→ Quoted passage:
<<<<

OWNERSHIP: ADCi reserves all rights in
the Licensed Products and this Agreement does not transfer any title or interest
in the Licensed Products. If the Licensed Products or any portion are modified,
merged, incorporated or combined into any software, hardware, or other data, or
are converted or translated into another data format, they shall continue to be
subject to the provisions of this Agreement, and ADCi retains ownership of all
such Licensed Products and all such portions.
3. RETURN
OF LICENSED PRODUCTS: Promptly upon
termination or expiration of this Agreement, Licensee shall return to ADCi, or
destroy, all copies of the affected Licensed Products and other materials
developed by or belonging to ADCi which are in the possession or control of
Licensee and an officer of Licensee may be asked to certify in writing to ADCi
that all such materials have been returned to ADCi or have been destroyed.
4. PROTECTION OF THE LICENSED PRODUCTS: The Licensed Products include confidential
and proprietary information and materials and may include trade secrets.
Accordingly, Licensee agrees to hold the Licensed Products in confidence and in
trust. Licensee may disclose relevant aspects of the Licensed Products to its
employees, agents or representatives with a need to know who have been advised
of and bound by this provision. Licensee agrees to take reasonable steps to
protect the Licensed Products from misappropriation or misuse. Licensee shall
notify ADCi immediately if Licensee learns of any misappropriation, unauthorized
use or public disclosure of the Products.

>>>>

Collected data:

<<<<

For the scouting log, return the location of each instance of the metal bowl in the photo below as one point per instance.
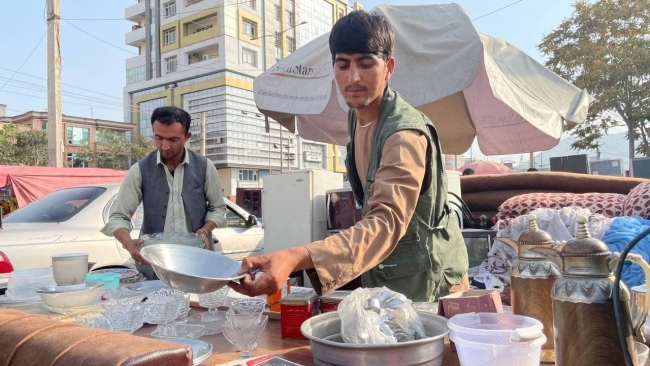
(189, 269)
(323, 332)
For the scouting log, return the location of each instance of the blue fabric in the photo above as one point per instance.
(621, 232)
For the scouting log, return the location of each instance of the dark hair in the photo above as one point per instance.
(361, 32)
(169, 115)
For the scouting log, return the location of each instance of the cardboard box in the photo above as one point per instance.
(472, 301)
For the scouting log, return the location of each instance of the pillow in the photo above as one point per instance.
(637, 202)
(606, 204)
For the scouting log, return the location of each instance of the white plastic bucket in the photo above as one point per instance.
(485, 354)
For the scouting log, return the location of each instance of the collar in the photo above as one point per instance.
(186, 160)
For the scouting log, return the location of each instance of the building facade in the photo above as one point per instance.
(78, 131)
(202, 56)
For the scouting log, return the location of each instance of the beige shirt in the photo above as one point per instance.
(343, 257)
(177, 219)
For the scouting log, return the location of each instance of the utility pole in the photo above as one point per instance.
(202, 134)
(54, 119)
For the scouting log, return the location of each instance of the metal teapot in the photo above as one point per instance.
(531, 278)
(583, 305)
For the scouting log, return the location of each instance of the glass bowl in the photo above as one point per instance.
(179, 330)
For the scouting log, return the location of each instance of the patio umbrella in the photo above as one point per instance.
(485, 167)
(470, 85)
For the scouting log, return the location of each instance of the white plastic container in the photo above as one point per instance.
(493, 339)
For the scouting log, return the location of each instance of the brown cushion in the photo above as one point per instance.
(28, 340)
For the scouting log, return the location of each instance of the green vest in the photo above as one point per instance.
(432, 249)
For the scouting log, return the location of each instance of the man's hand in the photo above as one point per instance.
(204, 234)
(275, 268)
(133, 246)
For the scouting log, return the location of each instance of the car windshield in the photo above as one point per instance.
(57, 206)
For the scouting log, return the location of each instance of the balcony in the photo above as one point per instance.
(135, 13)
(203, 54)
(135, 38)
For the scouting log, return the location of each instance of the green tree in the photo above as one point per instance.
(604, 47)
(31, 147)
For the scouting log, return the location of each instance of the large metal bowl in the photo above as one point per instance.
(189, 269)
(323, 332)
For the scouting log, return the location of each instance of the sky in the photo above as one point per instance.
(94, 53)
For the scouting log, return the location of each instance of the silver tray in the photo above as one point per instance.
(201, 350)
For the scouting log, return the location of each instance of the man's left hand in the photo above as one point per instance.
(204, 234)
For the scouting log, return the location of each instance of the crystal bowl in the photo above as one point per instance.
(192, 270)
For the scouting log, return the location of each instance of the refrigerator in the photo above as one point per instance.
(294, 209)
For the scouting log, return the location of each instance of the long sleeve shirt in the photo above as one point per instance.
(343, 257)
(177, 219)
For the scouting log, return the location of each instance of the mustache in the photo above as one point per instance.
(355, 87)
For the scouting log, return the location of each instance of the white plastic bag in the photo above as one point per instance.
(396, 317)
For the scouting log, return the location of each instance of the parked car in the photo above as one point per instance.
(69, 220)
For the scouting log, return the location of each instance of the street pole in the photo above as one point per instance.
(54, 119)
(202, 134)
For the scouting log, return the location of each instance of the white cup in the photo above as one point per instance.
(70, 268)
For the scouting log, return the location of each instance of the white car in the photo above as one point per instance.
(69, 220)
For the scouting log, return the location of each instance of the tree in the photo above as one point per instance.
(604, 47)
(32, 147)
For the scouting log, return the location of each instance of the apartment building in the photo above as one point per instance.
(202, 56)
(78, 131)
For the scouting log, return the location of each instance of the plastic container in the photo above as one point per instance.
(110, 280)
(494, 339)
(23, 283)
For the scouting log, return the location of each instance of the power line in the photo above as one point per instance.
(30, 55)
(492, 12)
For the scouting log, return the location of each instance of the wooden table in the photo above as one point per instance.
(270, 342)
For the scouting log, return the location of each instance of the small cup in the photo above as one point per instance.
(70, 269)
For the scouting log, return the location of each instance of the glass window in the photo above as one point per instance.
(170, 9)
(58, 206)
(249, 57)
(170, 36)
(78, 135)
(171, 65)
(249, 28)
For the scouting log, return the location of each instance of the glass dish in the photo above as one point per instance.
(189, 239)
(125, 314)
(244, 338)
(179, 330)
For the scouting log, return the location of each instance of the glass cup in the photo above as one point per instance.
(94, 320)
(244, 338)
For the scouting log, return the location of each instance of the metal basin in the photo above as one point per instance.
(323, 332)
(189, 269)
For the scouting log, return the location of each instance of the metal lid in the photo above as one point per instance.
(584, 244)
(534, 236)
(334, 297)
(299, 298)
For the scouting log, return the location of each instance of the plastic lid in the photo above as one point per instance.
(517, 327)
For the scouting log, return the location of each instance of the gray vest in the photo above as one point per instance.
(155, 193)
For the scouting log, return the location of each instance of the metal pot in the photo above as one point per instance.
(323, 332)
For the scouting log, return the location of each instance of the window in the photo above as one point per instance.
(290, 18)
(245, 174)
(249, 28)
(170, 36)
(78, 135)
(249, 57)
(291, 44)
(171, 65)
(170, 9)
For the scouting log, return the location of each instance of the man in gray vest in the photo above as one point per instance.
(407, 239)
(179, 189)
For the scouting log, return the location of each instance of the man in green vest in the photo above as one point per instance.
(408, 239)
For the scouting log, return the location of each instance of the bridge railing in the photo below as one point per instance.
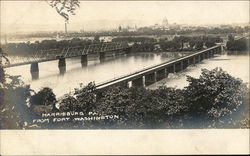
(151, 67)
(43, 55)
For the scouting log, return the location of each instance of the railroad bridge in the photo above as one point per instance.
(155, 73)
(101, 50)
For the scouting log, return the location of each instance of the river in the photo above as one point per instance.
(110, 68)
(113, 67)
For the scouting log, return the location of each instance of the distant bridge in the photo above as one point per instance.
(69, 52)
(155, 73)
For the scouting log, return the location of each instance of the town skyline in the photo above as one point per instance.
(33, 16)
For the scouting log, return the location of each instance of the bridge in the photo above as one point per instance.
(102, 49)
(155, 73)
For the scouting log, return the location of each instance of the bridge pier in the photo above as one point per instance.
(102, 55)
(139, 82)
(34, 70)
(150, 78)
(161, 74)
(171, 69)
(178, 66)
(84, 60)
(185, 63)
(62, 65)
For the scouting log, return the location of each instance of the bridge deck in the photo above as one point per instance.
(149, 69)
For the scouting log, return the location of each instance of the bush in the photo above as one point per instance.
(215, 95)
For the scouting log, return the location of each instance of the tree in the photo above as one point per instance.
(215, 95)
(64, 8)
(44, 97)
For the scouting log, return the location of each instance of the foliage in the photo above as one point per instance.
(215, 99)
(215, 95)
(239, 45)
(83, 100)
(65, 7)
(14, 111)
(43, 97)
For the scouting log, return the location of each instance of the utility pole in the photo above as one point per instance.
(66, 28)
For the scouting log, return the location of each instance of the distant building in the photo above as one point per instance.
(165, 23)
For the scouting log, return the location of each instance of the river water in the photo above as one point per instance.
(113, 67)
(236, 65)
(97, 71)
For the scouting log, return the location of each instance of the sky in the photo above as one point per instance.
(27, 16)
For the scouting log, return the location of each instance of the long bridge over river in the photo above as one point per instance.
(101, 50)
(155, 73)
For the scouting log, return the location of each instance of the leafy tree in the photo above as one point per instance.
(214, 95)
(44, 97)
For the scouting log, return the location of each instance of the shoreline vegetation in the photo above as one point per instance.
(138, 44)
(214, 100)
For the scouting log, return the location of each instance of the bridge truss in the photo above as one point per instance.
(68, 52)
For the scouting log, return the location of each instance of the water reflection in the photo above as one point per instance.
(231, 62)
(73, 71)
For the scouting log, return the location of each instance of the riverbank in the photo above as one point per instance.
(236, 65)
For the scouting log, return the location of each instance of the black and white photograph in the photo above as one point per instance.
(124, 65)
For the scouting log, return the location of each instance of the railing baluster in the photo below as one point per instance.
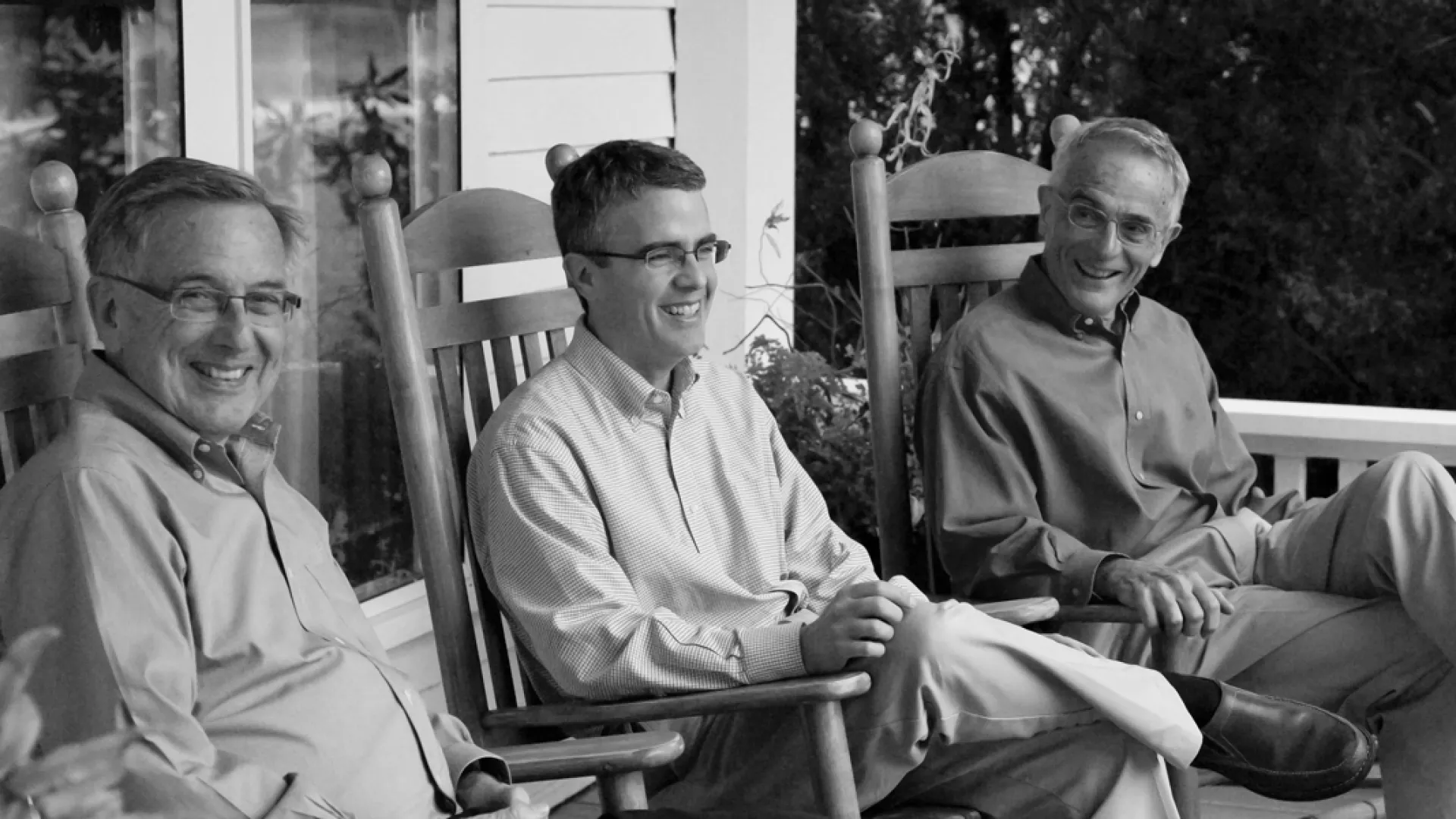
(1289, 474)
(1348, 469)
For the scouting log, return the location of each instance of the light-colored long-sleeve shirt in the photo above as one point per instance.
(199, 601)
(1052, 442)
(645, 541)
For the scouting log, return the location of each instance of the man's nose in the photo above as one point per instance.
(693, 275)
(232, 327)
(1109, 242)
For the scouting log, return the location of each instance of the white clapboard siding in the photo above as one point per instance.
(582, 42)
(587, 5)
(536, 74)
(539, 112)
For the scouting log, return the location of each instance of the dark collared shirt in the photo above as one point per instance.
(1052, 441)
(199, 601)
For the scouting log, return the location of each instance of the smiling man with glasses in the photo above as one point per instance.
(1075, 447)
(197, 594)
(648, 531)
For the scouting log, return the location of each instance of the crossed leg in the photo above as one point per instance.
(967, 711)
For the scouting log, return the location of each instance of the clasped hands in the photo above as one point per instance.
(76, 781)
(856, 624)
(1168, 599)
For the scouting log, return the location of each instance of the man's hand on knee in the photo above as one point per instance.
(1166, 599)
(858, 623)
(485, 796)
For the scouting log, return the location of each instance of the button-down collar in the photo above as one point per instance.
(628, 391)
(1043, 297)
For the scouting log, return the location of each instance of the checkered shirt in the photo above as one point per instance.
(645, 542)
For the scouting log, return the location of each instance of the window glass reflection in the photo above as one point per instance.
(334, 82)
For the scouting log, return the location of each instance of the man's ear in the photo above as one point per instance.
(1044, 202)
(101, 300)
(1172, 234)
(582, 275)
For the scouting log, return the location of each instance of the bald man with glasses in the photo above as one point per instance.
(1075, 447)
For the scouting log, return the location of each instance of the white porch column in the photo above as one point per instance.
(218, 82)
(736, 118)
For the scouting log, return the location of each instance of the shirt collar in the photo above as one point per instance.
(623, 387)
(105, 387)
(1050, 305)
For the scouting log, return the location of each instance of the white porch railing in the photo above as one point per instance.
(1354, 436)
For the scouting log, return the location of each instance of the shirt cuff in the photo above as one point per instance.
(772, 651)
(1078, 575)
(463, 757)
(909, 586)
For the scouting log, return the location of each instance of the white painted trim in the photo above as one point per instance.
(593, 3)
(1334, 430)
(218, 82)
(736, 118)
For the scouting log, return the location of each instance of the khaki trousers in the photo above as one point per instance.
(1350, 604)
(965, 711)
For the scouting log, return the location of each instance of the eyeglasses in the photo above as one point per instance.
(199, 305)
(1133, 234)
(670, 257)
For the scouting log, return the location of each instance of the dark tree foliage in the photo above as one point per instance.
(1320, 235)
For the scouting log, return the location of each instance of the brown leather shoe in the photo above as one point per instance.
(1285, 749)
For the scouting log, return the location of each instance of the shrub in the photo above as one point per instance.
(823, 414)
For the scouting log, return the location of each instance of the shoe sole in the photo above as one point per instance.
(1329, 792)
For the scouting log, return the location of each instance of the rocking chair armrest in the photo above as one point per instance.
(780, 694)
(1098, 613)
(590, 757)
(1021, 611)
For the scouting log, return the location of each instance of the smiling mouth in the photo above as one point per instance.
(683, 311)
(220, 375)
(1097, 275)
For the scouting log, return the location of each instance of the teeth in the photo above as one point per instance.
(220, 373)
(1097, 273)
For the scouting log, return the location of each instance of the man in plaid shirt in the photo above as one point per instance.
(648, 532)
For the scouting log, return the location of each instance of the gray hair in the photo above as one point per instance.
(1138, 134)
(130, 209)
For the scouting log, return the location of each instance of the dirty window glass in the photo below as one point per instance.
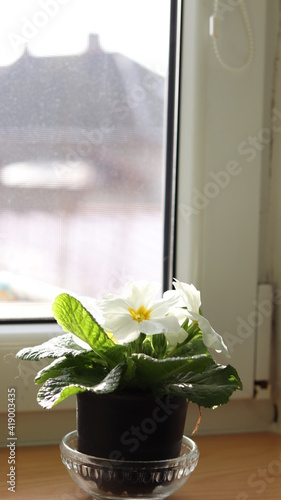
(82, 148)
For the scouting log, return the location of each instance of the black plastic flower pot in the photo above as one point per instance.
(132, 427)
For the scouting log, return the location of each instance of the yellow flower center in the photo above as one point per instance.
(141, 314)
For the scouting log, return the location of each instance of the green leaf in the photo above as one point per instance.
(151, 371)
(191, 347)
(72, 316)
(72, 381)
(159, 343)
(63, 345)
(55, 369)
(211, 388)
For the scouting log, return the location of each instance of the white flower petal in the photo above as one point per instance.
(120, 325)
(174, 337)
(211, 338)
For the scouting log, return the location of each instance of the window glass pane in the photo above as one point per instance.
(82, 157)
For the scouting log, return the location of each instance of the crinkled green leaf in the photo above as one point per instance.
(54, 369)
(151, 371)
(191, 347)
(159, 343)
(211, 388)
(72, 316)
(63, 345)
(72, 381)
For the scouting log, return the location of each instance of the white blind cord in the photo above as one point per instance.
(214, 32)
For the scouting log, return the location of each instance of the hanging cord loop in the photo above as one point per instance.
(214, 33)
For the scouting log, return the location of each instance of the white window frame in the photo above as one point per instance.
(223, 298)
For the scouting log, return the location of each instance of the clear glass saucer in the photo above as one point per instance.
(116, 479)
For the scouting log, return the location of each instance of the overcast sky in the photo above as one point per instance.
(136, 28)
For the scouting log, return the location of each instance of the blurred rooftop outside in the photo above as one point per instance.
(81, 174)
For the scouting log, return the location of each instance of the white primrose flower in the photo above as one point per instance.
(136, 312)
(189, 297)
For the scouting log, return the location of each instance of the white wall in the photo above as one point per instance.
(276, 226)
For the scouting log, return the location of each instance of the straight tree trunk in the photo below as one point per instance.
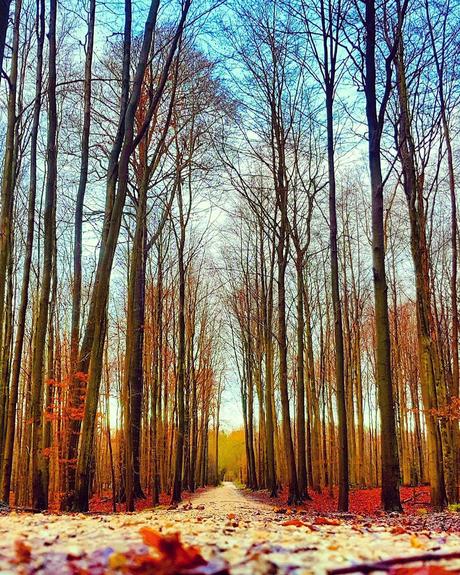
(389, 446)
(39, 462)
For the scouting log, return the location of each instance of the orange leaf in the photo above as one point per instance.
(398, 530)
(294, 523)
(327, 521)
(23, 551)
(171, 550)
(424, 570)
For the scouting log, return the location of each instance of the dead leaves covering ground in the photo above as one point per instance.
(209, 538)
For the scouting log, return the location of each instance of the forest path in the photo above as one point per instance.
(227, 498)
(235, 533)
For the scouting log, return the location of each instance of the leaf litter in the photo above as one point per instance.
(223, 532)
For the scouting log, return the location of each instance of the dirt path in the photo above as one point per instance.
(227, 498)
(228, 526)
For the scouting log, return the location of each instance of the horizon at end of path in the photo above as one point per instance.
(227, 525)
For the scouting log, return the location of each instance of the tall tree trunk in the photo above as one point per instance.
(389, 446)
(39, 462)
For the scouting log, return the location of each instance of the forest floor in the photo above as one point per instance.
(224, 531)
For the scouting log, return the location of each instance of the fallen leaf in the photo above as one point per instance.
(294, 523)
(424, 570)
(327, 521)
(23, 551)
(398, 530)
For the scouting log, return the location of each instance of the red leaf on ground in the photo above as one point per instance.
(423, 570)
(327, 521)
(23, 551)
(171, 551)
(294, 523)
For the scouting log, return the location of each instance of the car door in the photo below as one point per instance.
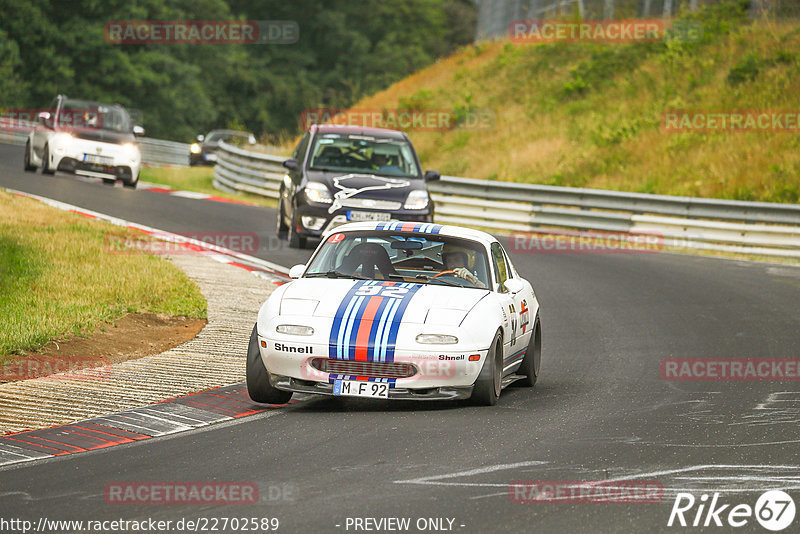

>>>>

→ Problems to solve:
• a. Count the lines of the rows that contain the string "trunk", treating uppercase and lowercase as different, and give only the number.
• b. Write the next part of the license agreement text, picking up after its final sentence.
The license agreement text and the rows come from separate sources.

→ Outputs for the tasks:
• a. 2

• b.
5. FEES AND PAYMENT: If Licensee does not execute a standard ADCi license
agreement upon expiration or termination of this Agreement and does not promptly
return the Licensed Products in accordance with Section 3 above, Licensee agrees
to pay to ADCi a single user license fee (the "Single User License Fee") in
accordance with ADCi’s then current List Price. The Single User License Fee
shall entitle Licensee to use the Licensed Products for internal use only by one
(1) user in accordance with ADCi’s End User License. Licensee shall pay any
taxes on the Licensed Products or transactions, except for those based on ADCi's
annual net income.
6. LICENSED PRODUCTS: One or more of the following ADCi Products:
Cornerstone DLG, Keystone TIGER, Scan and Vectorized Contours, DEM Contours,
PLSS, U.S. Atlas, or any ADC WorldMap Product.
7. RELIEF: Licensee acknowledges that a breach by
Licensee of its obligations under this Agreement would cause ADCi irreparable
harm and, in the event Licensee breaches or threatens to breach its obligations
under this Agreement, ADCi shall be entitled to injunctive and other appropriate
equitable relief.
8. NO WARRANTY: The Licensed Products are provided on an "AS IS" and "WITH ALL FAULTS" basis. ADCi EXPRESSLY DISCLAIMS ALL WARRANTIES,
EXPRESS OR IMPLIED, INCLUDING, BUT NOT LIMITED TO, THE IMPLIED WARRANTIES OF
NON-INFRINGEMENT, MERCHANTABILITY, MERCHANTABLE QUALITY, EFFECTIVENESS,
COMPLETENESS, ACCURACY, AND FITNESS FOR A PARTICULAR PURPOSE. NO ORAL OR WRITTEN
ADVICE OR INFORMATION PROVIDED BY ADCi OR ANY OF ITS AGENTS OR EMPLOYEES SHALL
CREATE A WARRANTY, AND LICENSEE IS NOT ENTITLED TO RELY ON ANY SUCH ADVICE OR
INFORMATION.
9. DISCLAIMER OF LIABILITY: IN NO EVENT SHALL ADCi
BE LIABLE TO LICENSEE FOR MATTERS ARISING OUT
OF THE SUBJECT MATTER OF THIS AGREEMENT, WHETHER IN CONTRACT, TORT OR OTHERWISE.
ADCi SHALL NOT BE LIABLE TO LICENSEE FOR ANY SPECIAL, INDIRECT, CONSEQUENTIAL,
OR INCIDENTAL DAMAGES (INCLUDING DAMAGES FOR LOSS OF BUSINESS PROFITS, BUSINESS
INTERRUPTION, LOSS OF BUSINESS INFORMATION, AND THE LIKE) ARISING OUT OF THIS
AGREEMENT OR ANY LICENSE OR THE USE OF OR INABILITY TO USE THE LICENSED
PRODUCTS, EVEN IF ADCi HAS BEEN ADVISED OF THE POSSIBILITY OF SUCH DAMAGES.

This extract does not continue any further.